= Do this =
Rewrite everything from the start of the records down to the line containing "<point>309,85</point>", requests included, shifting each coordinate in the answers by adding 136 to both x and y.
* start Material shown *
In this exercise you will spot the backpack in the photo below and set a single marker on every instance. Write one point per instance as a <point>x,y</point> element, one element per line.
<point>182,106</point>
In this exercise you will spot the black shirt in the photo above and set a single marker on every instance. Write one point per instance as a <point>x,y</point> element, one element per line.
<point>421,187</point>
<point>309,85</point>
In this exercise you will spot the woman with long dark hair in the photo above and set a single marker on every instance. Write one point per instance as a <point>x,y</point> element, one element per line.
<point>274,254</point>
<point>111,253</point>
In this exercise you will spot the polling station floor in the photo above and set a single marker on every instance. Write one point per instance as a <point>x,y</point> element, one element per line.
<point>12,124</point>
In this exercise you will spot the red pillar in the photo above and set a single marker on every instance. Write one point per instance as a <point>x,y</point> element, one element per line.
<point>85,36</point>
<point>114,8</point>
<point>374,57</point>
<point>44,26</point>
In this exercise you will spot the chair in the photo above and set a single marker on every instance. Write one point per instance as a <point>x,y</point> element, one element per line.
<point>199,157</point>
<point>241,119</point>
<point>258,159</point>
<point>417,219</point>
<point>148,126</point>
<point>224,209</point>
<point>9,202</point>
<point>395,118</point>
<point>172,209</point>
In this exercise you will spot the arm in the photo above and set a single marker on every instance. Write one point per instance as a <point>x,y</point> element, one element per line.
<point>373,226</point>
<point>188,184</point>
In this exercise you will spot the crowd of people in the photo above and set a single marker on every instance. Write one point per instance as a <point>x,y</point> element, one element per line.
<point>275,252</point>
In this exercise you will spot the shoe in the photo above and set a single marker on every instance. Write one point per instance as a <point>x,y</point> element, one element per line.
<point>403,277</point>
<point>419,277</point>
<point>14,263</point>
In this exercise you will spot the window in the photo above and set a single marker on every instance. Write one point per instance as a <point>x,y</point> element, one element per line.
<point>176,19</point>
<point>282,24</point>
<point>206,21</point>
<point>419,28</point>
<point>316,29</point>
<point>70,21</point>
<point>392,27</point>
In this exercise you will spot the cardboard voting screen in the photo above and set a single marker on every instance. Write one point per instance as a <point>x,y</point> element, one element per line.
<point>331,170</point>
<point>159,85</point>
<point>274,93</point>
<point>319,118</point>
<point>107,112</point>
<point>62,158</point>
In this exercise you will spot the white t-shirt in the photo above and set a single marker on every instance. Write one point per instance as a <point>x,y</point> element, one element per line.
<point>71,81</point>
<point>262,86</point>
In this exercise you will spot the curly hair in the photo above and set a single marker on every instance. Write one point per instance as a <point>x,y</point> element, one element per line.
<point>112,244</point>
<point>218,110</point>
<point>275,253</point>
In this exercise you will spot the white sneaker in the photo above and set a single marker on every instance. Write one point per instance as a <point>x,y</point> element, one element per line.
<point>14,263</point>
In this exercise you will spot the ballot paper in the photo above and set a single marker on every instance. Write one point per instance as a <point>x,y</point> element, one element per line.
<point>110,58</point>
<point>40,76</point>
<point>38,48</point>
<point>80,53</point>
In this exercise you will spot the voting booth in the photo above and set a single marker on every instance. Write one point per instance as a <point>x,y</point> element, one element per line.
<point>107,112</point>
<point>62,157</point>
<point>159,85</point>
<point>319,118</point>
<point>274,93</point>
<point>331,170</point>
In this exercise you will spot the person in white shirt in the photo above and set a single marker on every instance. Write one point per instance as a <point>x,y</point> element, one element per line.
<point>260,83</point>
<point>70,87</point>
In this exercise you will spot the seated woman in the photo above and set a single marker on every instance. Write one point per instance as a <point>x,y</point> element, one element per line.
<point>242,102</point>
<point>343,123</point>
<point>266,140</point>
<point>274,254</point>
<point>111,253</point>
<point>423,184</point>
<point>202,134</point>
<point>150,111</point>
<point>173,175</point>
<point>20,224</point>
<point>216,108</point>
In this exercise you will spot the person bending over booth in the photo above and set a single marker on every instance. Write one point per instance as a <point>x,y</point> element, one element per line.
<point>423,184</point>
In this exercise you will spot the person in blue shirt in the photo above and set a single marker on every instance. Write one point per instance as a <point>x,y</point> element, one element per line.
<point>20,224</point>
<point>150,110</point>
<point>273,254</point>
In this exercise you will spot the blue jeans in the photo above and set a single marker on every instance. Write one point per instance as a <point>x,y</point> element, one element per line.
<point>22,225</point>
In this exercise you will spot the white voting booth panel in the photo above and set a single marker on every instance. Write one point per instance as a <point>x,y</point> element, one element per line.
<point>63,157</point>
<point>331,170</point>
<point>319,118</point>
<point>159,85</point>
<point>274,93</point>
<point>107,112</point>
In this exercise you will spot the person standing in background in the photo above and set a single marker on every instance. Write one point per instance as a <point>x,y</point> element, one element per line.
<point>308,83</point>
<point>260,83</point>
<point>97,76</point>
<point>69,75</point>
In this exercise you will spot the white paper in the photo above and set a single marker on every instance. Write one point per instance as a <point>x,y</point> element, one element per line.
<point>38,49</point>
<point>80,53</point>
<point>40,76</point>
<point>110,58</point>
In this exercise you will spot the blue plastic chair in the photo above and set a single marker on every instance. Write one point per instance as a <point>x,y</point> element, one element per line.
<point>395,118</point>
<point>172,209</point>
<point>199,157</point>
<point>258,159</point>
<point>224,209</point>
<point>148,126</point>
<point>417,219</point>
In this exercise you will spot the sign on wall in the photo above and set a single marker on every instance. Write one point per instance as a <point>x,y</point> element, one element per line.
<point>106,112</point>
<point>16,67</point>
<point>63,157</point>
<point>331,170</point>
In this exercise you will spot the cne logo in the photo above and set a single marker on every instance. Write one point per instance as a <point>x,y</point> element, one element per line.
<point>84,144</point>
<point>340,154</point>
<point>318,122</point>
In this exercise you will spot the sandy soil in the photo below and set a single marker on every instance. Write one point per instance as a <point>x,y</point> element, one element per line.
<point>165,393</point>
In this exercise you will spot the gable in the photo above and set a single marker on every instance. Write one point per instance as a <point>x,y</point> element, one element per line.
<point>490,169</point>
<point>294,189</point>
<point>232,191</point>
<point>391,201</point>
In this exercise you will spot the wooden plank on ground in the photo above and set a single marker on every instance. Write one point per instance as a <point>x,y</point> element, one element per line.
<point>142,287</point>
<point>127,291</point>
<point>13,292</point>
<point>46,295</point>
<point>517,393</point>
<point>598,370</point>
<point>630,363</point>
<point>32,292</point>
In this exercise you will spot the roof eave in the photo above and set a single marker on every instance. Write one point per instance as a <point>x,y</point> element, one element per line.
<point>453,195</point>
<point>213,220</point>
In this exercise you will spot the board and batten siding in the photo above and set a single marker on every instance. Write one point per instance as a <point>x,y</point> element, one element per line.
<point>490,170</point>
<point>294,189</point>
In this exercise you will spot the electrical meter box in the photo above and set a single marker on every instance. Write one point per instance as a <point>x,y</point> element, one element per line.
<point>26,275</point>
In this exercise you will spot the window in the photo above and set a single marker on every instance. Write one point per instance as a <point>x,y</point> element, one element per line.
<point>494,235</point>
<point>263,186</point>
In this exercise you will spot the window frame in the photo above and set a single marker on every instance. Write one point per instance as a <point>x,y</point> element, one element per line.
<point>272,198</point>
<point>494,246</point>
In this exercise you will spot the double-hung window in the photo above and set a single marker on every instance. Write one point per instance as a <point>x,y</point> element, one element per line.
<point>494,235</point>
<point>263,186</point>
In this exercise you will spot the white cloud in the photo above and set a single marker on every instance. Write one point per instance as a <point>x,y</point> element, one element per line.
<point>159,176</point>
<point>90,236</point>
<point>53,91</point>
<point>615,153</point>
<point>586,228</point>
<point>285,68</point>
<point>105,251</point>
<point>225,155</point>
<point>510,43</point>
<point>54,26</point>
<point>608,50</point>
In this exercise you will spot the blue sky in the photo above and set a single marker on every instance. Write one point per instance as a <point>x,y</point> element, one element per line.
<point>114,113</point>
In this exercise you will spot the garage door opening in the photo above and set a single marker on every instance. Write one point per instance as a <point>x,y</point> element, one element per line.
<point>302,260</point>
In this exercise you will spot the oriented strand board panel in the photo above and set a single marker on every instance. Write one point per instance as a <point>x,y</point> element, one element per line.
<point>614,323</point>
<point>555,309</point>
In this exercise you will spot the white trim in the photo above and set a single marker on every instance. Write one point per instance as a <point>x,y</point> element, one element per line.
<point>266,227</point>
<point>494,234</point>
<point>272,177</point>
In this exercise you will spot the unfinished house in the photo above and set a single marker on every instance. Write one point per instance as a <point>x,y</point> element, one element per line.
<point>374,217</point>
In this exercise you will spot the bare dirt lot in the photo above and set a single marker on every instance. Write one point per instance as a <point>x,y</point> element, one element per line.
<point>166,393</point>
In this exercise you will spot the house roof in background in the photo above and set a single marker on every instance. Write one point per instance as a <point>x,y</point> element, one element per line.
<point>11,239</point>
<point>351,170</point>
* end Material shown *
= Complete output =
In this exercise you will spot the backpack in the photo below and set a single marker on every instance. Write one point per instance as a <point>x,y</point> element, one element per line.
<point>318,242</point>
In this exercise you will spot the black shirt in the photo above and set a single marker on every instance. Write one point per instance as a <point>x,y</point> element, one element per line.
<point>557,323</point>
<point>445,221</point>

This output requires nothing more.